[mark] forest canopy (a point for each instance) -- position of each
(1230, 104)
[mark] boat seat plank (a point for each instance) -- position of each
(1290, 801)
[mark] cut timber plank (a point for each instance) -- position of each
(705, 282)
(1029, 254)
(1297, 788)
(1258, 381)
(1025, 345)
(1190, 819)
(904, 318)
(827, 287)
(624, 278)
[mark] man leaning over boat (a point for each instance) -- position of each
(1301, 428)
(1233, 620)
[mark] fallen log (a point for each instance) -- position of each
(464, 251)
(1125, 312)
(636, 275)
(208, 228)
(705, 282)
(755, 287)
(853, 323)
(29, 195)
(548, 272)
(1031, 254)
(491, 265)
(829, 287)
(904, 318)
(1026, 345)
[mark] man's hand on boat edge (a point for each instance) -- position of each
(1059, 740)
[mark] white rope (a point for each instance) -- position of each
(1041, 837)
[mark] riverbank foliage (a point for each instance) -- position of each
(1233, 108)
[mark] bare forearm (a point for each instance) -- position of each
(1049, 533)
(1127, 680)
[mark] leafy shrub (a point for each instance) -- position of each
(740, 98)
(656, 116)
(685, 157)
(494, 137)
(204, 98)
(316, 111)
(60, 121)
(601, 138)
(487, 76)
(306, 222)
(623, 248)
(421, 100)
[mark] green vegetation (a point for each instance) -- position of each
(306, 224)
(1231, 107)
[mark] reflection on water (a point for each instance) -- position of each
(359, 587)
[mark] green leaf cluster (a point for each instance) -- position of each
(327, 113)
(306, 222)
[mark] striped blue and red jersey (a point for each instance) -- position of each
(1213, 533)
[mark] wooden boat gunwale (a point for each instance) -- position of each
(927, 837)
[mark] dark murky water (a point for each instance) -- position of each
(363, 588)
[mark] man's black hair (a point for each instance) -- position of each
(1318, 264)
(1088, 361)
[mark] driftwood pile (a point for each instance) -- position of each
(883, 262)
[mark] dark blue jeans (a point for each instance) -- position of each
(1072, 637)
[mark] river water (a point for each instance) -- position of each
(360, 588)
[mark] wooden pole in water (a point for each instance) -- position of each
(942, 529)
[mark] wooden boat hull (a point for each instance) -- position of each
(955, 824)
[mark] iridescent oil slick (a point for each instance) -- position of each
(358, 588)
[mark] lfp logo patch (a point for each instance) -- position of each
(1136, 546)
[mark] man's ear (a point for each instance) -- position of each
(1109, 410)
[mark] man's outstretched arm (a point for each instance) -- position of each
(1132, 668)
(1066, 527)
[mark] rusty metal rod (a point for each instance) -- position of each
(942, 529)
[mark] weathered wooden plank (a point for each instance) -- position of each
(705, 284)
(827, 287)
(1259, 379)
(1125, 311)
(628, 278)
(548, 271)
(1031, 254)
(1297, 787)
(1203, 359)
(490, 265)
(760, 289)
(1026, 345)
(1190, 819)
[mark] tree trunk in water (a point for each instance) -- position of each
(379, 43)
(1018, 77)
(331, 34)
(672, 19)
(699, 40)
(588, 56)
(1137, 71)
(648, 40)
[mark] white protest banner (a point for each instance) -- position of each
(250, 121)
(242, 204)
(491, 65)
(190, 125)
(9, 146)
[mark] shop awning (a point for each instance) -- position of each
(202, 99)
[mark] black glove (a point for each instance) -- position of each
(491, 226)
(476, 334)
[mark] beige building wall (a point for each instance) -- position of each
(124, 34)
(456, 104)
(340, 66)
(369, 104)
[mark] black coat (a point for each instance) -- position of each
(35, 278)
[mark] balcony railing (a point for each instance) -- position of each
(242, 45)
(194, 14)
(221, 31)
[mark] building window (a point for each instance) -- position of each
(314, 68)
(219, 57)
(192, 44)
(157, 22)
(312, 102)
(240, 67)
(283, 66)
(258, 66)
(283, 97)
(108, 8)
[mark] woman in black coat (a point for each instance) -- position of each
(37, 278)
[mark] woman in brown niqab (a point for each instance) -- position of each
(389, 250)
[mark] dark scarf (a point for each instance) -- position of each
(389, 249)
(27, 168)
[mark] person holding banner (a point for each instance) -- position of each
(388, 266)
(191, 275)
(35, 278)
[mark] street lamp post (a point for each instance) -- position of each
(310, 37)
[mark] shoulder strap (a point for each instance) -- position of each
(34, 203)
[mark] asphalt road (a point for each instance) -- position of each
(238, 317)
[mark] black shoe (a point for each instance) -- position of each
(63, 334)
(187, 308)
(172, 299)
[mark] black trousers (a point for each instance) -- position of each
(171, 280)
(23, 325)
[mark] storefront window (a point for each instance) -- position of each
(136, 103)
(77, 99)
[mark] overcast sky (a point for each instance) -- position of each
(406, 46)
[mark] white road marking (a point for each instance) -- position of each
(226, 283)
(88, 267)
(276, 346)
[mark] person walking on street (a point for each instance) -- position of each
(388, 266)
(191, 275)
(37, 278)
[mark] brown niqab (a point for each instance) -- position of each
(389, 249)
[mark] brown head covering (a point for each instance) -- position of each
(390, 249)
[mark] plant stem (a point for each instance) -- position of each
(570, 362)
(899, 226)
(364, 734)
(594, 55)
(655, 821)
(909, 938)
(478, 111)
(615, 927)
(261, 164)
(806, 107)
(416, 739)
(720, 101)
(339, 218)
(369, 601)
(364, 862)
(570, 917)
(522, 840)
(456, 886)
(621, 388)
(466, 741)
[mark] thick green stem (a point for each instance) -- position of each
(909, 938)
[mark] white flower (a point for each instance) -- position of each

EXERCISE OBJECTIVE ▸ The complete listing must be reproduced exactly as written.

EXERCISE OUTPUT ▸
[mark] forest canopy (a point for each instance) -- position of each
(1230, 104)
[mark] boat seat plank (a point for each instance) -- position of each
(1290, 801)
[mark] cut timber plank (a point for each instance) -- position of each
(705, 282)
(1029, 254)
(1297, 788)
(1258, 381)
(1025, 345)
(1190, 819)
(904, 318)
(827, 287)
(624, 278)
[mark] man leaning over boat (a point for each instance) -- position of each
(1301, 428)
(1233, 620)
[mark] fallen log (a point for each instance) -- position of each
(464, 251)
(1125, 312)
(636, 275)
(208, 228)
(705, 282)
(755, 287)
(853, 323)
(29, 195)
(548, 272)
(1031, 254)
(491, 265)
(829, 287)
(904, 318)
(1026, 345)
[mark] man's hand on boat edge (a point for each instance) -- position of each
(1059, 740)
[mark] white rope (a point for each instance) -- position of each
(1041, 837)
[mark] riverbank foliage (a point for each instance) -- position of each
(1233, 108)
[mark] bare forearm (a point for each instance) -- position of each
(1049, 533)
(1127, 680)
[mark] leafy shrub (a point for each instance) -- position of each
(740, 98)
(656, 116)
(685, 157)
(494, 137)
(204, 98)
(316, 111)
(60, 121)
(601, 138)
(487, 76)
(306, 222)
(623, 248)
(421, 100)
[mark] green vegetation (a point for each instance) -- position of each
(306, 224)
(1231, 107)
[mark] reflection on water (a point for each instance) -- position of each
(359, 587)
[mark] green leaf cluster (a point for each instance) -- position of each
(327, 113)
(306, 222)
[mark] striped blue and red jersey (a point for each instance) -- position of each
(1213, 533)
[mark] wooden boat gunwale (a point for each instance) -- position of each
(927, 837)
[mark] dark murky water (a point for each instance) -- position of each
(363, 588)
[mark] man's black hair (a point for each instance) -- position of each
(1318, 264)
(1088, 361)
[mark] driftwood pile (a point for each instance) -- position of each
(883, 262)
[mark] dark blue jeans (a point for each instance) -- position of each
(1072, 637)
[mark] river water (a point for each instance) -- position of each
(360, 588)
[mark] wooden pole in water (a point for each instance) -- position of each
(942, 529)
[mark] wooden boat hull (a point for each instance) -- position of each
(955, 824)
[mark] iridescent oil slick (a point for each instance) -- position of each
(358, 588)
[mark] lfp logo patch (a point for each instance) -- position of each
(1136, 546)
[mark] man's ear (a point for each instance) -- position of each
(1109, 410)
[mark] man's outstretched arm (a point for each instance) -- position of each
(1132, 668)
(1066, 527)
[mark] rusty metal rod (a point for each instance) -- position of each
(942, 529)
[mark] weathered wooden plank (a point for each instance) -- position of each
(705, 284)
(827, 287)
(1259, 379)
(1125, 311)
(628, 278)
(548, 271)
(1031, 254)
(1297, 787)
(1203, 359)
(490, 265)
(760, 289)
(1026, 345)
(1190, 819)
[mark] tree trunk in water (a point for each instance) -- position of each
(379, 43)
(1018, 77)
(331, 34)
(672, 19)
(699, 40)
(588, 56)
(1137, 71)
(648, 40)
[mark] white protest banner (a point for each instance) -- position of each
(250, 121)
(242, 204)
(491, 65)
(190, 125)
(9, 146)
[mark] shop awning (a point for each instance) -- position of each
(202, 99)
[mark] black glove (a point for each instance) -- position of each
(491, 226)
(476, 334)
[mark] beige building wall (a point for each instance) -- position of each
(124, 34)
(456, 104)
(340, 66)
(369, 104)
[mark] black coat (a point for each instance) -- position of each
(35, 278)
[mark] balcony railing (a point for each instance) -- position of each
(242, 45)
(194, 14)
(221, 31)
[mark] building window (a point for each instance) -- position of each
(314, 68)
(219, 57)
(192, 44)
(157, 22)
(312, 102)
(240, 67)
(283, 66)
(258, 66)
(283, 97)
(108, 8)
[mark] woman in black coat (a point for each instance) -- position of each
(37, 278)
[mark] woman in brown niqab (a point for each instance) -- position of each
(389, 250)
[mark] dark scarf (a point for each instance) -- position of each
(389, 249)
(27, 168)
[mark] person holding banner (a point for each instance) -- position of each
(388, 266)
(191, 275)
(35, 278)
[mark] street lamp post (a point for each instance) -- position of each
(310, 37)
[mark] shoulder strap (a point for each instance) -- position of each
(34, 203)
[mark] asphalt road (a point for each instance) -- position of each
(238, 317)
[mark] black shoe (a point for each instance) -- position of each
(63, 334)
(187, 308)
(172, 299)
[mark] black trousers (a point for each instance) -- position of each
(171, 280)
(23, 325)
[mark] storefront window (a point for each instance) -- position of each
(136, 103)
(77, 99)
[mark] overcast sky (a point for each instance) -- position of each
(406, 46)
[mark] white road marking (a point for each instance) -- position of each
(226, 283)
(88, 267)
(276, 346)
[mark] person walking on street (a point for each instance) -- position of each
(388, 266)
(191, 275)
(37, 278)
[mark] brown niqab (a point for each instance) -- position of each
(389, 249)
[mark] brown head covering (a point for each instance) -- position of each
(390, 249)
[mark] plant stem (a point for each instance) -- position of each
(570, 362)
(899, 226)
(364, 734)
(594, 55)
(655, 821)
(909, 938)
(478, 111)
(615, 927)
(261, 164)
(806, 107)
(416, 739)
(720, 101)
(339, 218)
(369, 601)
(364, 862)
(570, 917)
(522, 840)
(456, 886)
(621, 388)
(466, 741)
[mark] thick green stem (a point for each instance) -- position of each
(909, 938)
[mark] white flower (a point for each instance) -- position of each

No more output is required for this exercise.